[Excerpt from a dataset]
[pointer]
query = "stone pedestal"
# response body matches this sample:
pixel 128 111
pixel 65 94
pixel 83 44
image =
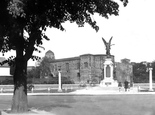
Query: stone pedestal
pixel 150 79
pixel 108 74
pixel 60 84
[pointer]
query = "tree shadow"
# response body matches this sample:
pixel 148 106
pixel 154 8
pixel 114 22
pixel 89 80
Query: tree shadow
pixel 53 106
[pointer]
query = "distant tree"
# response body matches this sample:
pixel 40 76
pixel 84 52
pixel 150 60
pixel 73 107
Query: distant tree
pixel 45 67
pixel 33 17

...

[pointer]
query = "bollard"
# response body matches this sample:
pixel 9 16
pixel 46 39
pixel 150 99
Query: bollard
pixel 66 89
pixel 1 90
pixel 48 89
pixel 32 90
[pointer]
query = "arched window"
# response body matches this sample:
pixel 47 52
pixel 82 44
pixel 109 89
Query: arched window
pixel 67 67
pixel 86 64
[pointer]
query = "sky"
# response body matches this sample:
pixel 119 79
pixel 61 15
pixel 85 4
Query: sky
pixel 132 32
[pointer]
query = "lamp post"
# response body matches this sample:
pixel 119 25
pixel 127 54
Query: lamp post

---

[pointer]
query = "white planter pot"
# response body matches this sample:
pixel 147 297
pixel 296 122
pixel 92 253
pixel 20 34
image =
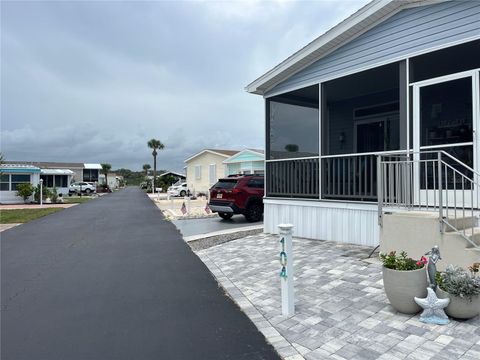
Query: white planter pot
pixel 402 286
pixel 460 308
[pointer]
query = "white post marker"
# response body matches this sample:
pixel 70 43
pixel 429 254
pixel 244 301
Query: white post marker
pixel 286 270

### [Stated goal]
Please count the lines in the records that contain the word "white" and reply with the number alone.

### [Answer to the task]
4